Stored records:
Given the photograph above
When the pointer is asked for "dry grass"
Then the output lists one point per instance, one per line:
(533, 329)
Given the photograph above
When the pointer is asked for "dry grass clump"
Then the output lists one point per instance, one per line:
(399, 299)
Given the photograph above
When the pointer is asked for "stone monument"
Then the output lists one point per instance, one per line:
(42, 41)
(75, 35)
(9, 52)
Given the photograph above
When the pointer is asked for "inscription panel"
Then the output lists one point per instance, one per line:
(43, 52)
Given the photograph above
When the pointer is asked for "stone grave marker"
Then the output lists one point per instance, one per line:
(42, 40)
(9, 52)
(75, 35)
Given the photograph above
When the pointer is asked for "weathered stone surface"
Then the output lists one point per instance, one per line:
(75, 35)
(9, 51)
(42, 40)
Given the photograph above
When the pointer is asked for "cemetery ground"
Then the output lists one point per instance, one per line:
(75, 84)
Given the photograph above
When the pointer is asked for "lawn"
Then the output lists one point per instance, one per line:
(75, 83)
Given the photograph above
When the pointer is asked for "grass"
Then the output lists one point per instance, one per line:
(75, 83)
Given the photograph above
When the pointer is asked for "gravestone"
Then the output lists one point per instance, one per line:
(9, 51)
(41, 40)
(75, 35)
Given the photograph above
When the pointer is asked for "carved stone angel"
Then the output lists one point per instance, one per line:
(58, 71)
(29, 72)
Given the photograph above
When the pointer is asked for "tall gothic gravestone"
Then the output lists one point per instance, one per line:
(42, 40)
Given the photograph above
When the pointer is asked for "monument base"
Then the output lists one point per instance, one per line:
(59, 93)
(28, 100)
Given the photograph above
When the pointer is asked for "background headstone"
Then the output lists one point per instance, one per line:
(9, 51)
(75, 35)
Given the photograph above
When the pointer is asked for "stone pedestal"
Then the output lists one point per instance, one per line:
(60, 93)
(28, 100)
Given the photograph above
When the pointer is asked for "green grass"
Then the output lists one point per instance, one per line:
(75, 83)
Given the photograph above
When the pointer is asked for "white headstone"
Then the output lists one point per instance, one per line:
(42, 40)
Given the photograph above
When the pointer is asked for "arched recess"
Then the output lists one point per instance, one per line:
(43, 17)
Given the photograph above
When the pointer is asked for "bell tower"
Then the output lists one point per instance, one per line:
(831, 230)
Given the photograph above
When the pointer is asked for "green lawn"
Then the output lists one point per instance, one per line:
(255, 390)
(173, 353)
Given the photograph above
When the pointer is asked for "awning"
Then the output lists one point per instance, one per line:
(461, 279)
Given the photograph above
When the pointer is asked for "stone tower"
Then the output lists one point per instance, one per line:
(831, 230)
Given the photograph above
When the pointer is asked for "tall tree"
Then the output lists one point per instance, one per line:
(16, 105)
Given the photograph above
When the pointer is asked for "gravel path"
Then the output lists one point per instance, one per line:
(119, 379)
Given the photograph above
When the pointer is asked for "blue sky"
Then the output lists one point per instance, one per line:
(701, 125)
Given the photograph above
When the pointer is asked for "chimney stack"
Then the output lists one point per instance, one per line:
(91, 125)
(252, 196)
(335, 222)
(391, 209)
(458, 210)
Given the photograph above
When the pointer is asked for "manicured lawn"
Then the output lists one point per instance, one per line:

▸ **The exercise**:
Produce an exact copy of all the records.

▸ **Answer for the task**:
Given the photograph above
When the pointer is asked for "dry grass"
Then the output lists one point per instance, one per line:
(533, 329)
Given the photograph above
When the pointer is asked for "dry grass clump"
Then the output lists one point per instance, one per line:
(399, 299)
Given the photograph above
When the pointer is asked for "stone monument"
Then the output lists one point per instance, one per line:
(42, 41)
(75, 35)
(9, 52)
Given the photograph above
When the pointer is asked for "inscription panel"
Then the output lists one point per instance, one per line:
(43, 52)
Given the photograph above
When the pointer is asked for "stone grave marker"
Then the output lists one point per instance, one per line:
(42, 40)
(9, 52)
(75, 35)
Given the photograph above
When the pointer is asked for "weathered stone surface"
Then the output lists one point per instance, one per line:
(75, 35)
(9, 51)
(42, 40)
Given the photograph above
When the pointer is asked for "cemetery ground"
Then the output lists one point per instance, one per line:
(75, 84)
Given the photograph above
When the pointer is asked for "lawn"
Then the output lists one point per instance, one per line:
(75, 83)
Given the photograph above
When the pointer is asked for "grass"
Then the output lists one point per instance, one per line:
(75, 83)
Given the photograph above
When the pointer is asked for "gravestone"
Then the output lists one point per instance, one per line:
(9, 51)
(41, 40)
(75, 35)
Given the photograph above
When the pointer is asked for "carved stone angel"
Then the output lists one point per instance, one per line:
(58, 71)
(29, 72)
Given the photograph above
When the pointer is asked for "tall gothic gravestone"
Then the output lists one point per instance, one per line:
(42, 40)
Given the photograph above
When the pointer is asked for "monument base"
Then the output lists one point per instance, one per line:
(59, 93)
(28, 100)
Given the photograph above
When the pointer is asked for "background headstone"
Then the output lists one point per instance, one per line:
(9, 51)
(75, 35)
Given the photograph above
When the pointer is asked for "stone pedestal"
Then the output lists one point per instance, one per line:
(60, 93)
(28, 100)
Given the photograph above
When the pointer is asked for "green grass"
Then the output lists one point per instance, one per line:
(75, 83)
Given the photograph above
When the pointer is asked for "white headstone"
Then the output lists one point per instance, one per line:
(42, 40)
Given the photograph above
When the pointer is asked for "arched recess"
Then the output lists one point per instance, one per line:
(43, 17)
Given the photograph above
When the pointer is asked for "bell tower"
Then the output lists one point per instance, one per line:
(831, 230)
Given the photograph above
When the pointer is asked for "green lawn"
Then the output lists one point per instance, one per line:
(255, 390)
(173, 353)
Given the photograph above
When the pointer is asked for "awning"
Then the output lists one point per instance, one per line:
(461, 279)
Given the photograph above
When the pointer is asked for "stone tower"
Then the output lists one point per instance, one per line:
(831, 230)
Given the photograph above
When the pointer is asked for "tall tree"
Then the output lists one point per instance, one per line:
(16, 105)
Given the photograph above
When the pointer is asked for "gravel path"
Then the output lists one point per instance, one per line:
(119, 379)
Given the photograph above
When the pointer is asked for "blue sky"
Then the output lists one point per instance, one per line:
(701, 125)
Given the photograph above
When the pointer is asked for "chimney stack"
Then the output lists one point per instance, one per line:
(91, 125)
(252, 196)
(335, 222)
(391, 209)
(458, 210)
Given the photograph above
When the pointer is asked for "manicured lawn"
Then the output lists one point per instance, one per line:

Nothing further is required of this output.